▶ [Permintaan Tertulis 1] Tulis ulang semua entri di bawah ini persis sama, tetapi jangan sertakan teks tentang Taman Kafe Camilo. Gambar tidak perlu dimasukkan ke dalam jawaban.

▶ [Dokumen]
Moment Indah Sebelum Menuju Lokasi Taman Kafe Camilo
Sabtu, 29 Oktober 2016. Mengalirlah gagasan sederhana tapi penuh makna. “Selamat Mas, nunggu ditraktir dengan sabar, hihihi :). Begitu mula colekan Mas Pairun Adi via Facebook (Fb) di group Bolang pada saya, seraya menunjukkan info pengumuman Kompasiana di event ini. Terima kasih, saya baru tahu, tunggu tanggal mainnya, jawabku, hehe :).
Sementara itu, Mbak Rara memposting gambar via Group WhatsApp (WA), “ini loh tempat nongkrong selain Cokelat Klasik”. Mbak Fikri merespon, “Oooo iya, iki baru”. Iya baru, lebih romantis, wkwk, timpal Mbak Rara. Begitu tulisan asli yang saya kutip dari group WA Bolang.

▶ [Permintaan Tertulis 2] Tuliskan tanpa perubahan bagian teks tentang Taman Kafe Camilo yang dibuka dengan kata-kata berisi "Moment Indah Sebelum" dan ditutup dengan "jawabku, hehe :).".

▶ [Bahan yang Disediakan]
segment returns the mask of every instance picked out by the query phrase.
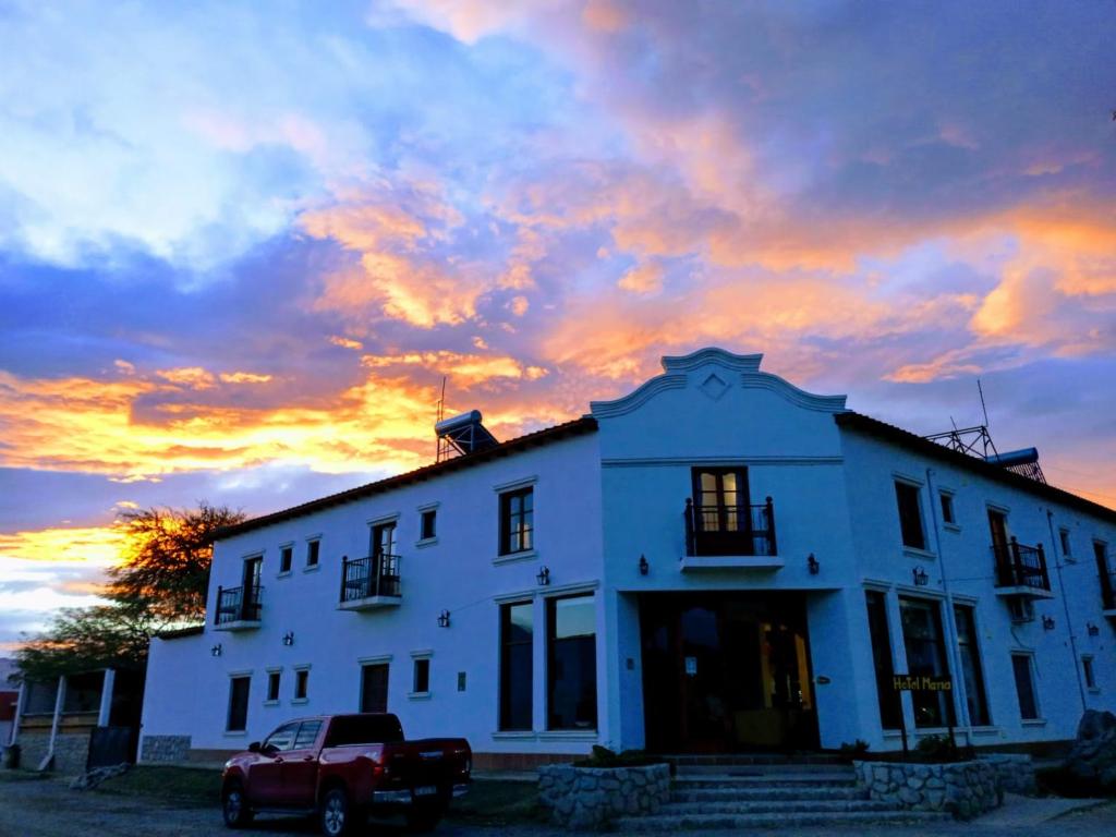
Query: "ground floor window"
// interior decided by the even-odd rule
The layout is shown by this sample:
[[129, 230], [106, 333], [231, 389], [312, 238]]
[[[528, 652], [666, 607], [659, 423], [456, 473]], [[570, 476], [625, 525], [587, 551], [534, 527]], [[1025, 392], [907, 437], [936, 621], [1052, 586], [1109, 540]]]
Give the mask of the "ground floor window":
[[387, 663], [360, 667], [360, 711], [387, 711]]
[[969, 723], [988, 727], [988, 698], [984, 695], [984, 675], [980, 665], [980, 645], [977, 642], [977, 622], [973, 608], [956, 605], [953, 608], [958, 623], [958, 651], [961, 656], [961, 675], [965, 680], [965, 702], [969, 705]]
[[1039, 704], [1035, 698], [1035, 666], [1030, 654], [1012, 654], [1011, 668], [1016, 675], [1016, 693], [1019, 695], [1019, 716], [1035, 721], [1039, 716]]
[[[906, 648], [907, 674], [912, 676], [949, 676], [945, 639], [942, 634], [942, 607], [937, 602], [899, 598], [903, 622], [903, 645]], [[952, 692], [911, 692], [915, 727], [953, 727]]]
[[547, 729], [597, 728], [596, 626], [591, 595], [547, 602]]
[[885, 730], [903, 727], [903, 703], [892, 687], [895, 666], [892, 664], [892, 632], [887, 626], [887, 598], [879, 590], [866, 593], [868, 633], [872, 637], [872, 660], [876, 667], [876, 700], [879, 720]]
[[500, 729], [531, 729], [535, 605], [500, 607]]
[[229, 718], [225, 730], [243, 732], [248, 729], [248, 691], [251, 677], [232, 677], [229, 681]]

▶ [Jawaban yang Diharapkan 1]
segment returns the mask of every instance picked out by the query phrase.
Query: "ground floor window"
// interior decided by the even-odd rule
The layout is shown by this sample:
[[129, 230], [106, 333], [231, 389], [312, 238]]
[[[528, 652], [666, 607], [659, 423], [456, 473]], [[570, 476], [625, 525], [587, 551], [534, 527]], [[1025, 392], [907, 437], [936, 621], [1052, 586], [1109, 540]]]
Give the mask of the "ground floor window":
[[387, 663], [360, 667], [360, 711], [387, 711]]
[[969, 723], [988, 727], [988, 698], [984, 695], [984, 675], [980, 665], [980, 645], [977, 642], [977, 622], [973, 608], [956, 605], [953, 608], [958, 623], [958, 651], [961, 656], [961, 675], [965, 680], [965, 702], [969, 705]]
[[1039, 704], [1035, 698], [1035, 666], [1030, 654], [1012, 654], [1011, 668], [1016, 675], [1016, 693], [1019, 695], [1019, 716], [1035, 721], [1039, 716]]
[[[906, 648], [907, 674], [912, 676], [949, 676], [945, 639], [942, 634], [942, 607], [937, 602], [899, 598], [903, 622], [903, 645]], [[952, 692], [911, 692], [915, 727], [953, 727]]]
[[547, 729], [597, 728], [596, 626], [591, 595], [547, 602]]
[[885, 730], [903, 727], [903, 703], [892, 687], [895, 666], [892, 664], [892, 632], [887, 626], [887, 598], [879, 590], [866, 593], [868, 633], [872, 637], [872, 660], [876, 667], [876, 700], [879, 720]]
[[500, 729], [531, 729], [535, 605], [500, 607]]
[[229, 718], [225, 730], [243, 732], [248, 729], [248, 691], [251, 677], [232, 677], [229, 681]]

▶ [Jawaban yang Diharapkan 2]
Moment Indah Sebelum Menuju Lokasi Taman Kafe Camilo
Sabtu, 29 Oktober 2016. Mengalirlah gagasan sederhana tapi penuh makna. “Selamat Mas, nunggu ditraktir dengan sabar, hihihi :). Begitu mula colekan Mas Pairun Adi via Facebook (Fb) di group Bolang pada saya, seraya menunjukkan info pengumuman Kompasiana di event ini. Terima kasih, saya baru tahu, tunggu tanggal mainnya, jawabku, hehe :).